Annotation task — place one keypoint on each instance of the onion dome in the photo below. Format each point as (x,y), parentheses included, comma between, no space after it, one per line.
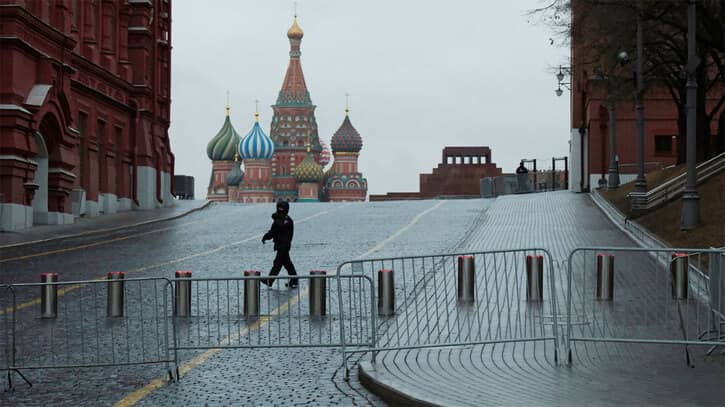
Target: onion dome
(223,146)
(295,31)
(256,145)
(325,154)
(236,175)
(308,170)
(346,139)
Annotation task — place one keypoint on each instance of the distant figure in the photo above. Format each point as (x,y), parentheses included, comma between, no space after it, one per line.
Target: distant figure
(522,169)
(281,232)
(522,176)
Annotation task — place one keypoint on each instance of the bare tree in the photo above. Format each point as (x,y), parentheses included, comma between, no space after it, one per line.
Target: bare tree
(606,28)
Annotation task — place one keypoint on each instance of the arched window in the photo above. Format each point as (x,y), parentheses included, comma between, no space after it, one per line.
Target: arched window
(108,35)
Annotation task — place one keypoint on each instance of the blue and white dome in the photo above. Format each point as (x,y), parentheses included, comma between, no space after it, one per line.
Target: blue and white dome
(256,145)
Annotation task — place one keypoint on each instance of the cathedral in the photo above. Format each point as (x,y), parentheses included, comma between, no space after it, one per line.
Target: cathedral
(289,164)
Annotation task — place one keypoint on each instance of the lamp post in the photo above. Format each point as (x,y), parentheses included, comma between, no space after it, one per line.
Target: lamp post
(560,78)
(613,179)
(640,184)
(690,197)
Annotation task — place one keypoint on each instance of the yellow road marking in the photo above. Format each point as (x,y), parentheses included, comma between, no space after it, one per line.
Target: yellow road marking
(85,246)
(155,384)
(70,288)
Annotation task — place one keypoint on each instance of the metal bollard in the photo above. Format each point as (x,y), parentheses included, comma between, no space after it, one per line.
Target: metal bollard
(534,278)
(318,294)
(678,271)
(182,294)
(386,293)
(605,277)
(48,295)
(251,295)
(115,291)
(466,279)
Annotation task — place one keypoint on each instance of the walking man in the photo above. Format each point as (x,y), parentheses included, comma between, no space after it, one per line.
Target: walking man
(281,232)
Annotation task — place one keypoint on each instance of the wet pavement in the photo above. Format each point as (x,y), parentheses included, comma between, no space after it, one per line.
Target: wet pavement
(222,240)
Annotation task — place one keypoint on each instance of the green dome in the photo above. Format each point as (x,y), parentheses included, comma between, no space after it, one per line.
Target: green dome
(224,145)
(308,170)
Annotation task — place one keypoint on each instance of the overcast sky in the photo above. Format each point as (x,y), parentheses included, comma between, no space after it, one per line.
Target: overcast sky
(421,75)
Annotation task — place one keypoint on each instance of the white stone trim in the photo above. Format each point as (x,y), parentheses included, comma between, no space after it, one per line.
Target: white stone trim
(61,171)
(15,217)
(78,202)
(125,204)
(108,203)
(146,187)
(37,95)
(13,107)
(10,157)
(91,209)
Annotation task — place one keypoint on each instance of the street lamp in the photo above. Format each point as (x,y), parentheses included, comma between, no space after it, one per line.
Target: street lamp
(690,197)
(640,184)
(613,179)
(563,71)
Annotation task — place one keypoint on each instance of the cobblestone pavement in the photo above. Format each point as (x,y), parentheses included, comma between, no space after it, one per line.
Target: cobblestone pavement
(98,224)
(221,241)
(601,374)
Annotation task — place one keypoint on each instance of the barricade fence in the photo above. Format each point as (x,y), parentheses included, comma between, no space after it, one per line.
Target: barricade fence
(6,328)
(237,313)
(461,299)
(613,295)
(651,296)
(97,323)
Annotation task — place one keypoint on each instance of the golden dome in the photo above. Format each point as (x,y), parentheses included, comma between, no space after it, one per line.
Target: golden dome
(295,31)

┄┄┄┄┄┄

Restate word for word the lines from the one holding "of the overcast" to the end of the listing, both ends included, and nothing more.

## Exercise result
Annotation task — place one keypoint on each instance of the overcast sky in the photo above. Format each point as (x,y), parentheses included, comma between, no space after it, one per line.
Target: overcast sky
(421,75)
Annotation task — place one keypoint on each instance of the white stone trim in the photo above. Format each point as (x,y), parentheses included, comma between, no space after it, one per line.
Target: white stone trim
(61,171)
(15,217)
(78,202)
(125,204)
(108,203)
(146,187)
(37,95)
(13,107)
(10,157)
(91,209)
Annotation task — place one keypoint on each instance of the street lamp in the photo above. Format each point as (x,y), parentheses included, comma between, no space after it, one per line.
Target: street lamp
(690,197)
(640,184)
(613,179)
(563,71)
Annotation task — place one keypoint on each instance of the cobblestone pavement in the photo above. Format each point as (x,y), parentheses included, comma between, no space after it, one per line.
Target: cobblestone pavement
(98,224)
(221,241)
(601,374)
Annotation task — place one keypoint on each instance of the barricade fence in the photo above. Format each point as (x,y), parentheses included, comma between, no space after it, one per line.
Target: barricade fence
(6,328)
(237,313)
(461,299)
(613,295)
(651,296)
(97,323)
Annotation task — place one keypoint on each instance of the golden dome in the photo above. Format each point as (x,y), parentheses included, comma between, no space after it, one per line.
Target: golden dome
(295,31)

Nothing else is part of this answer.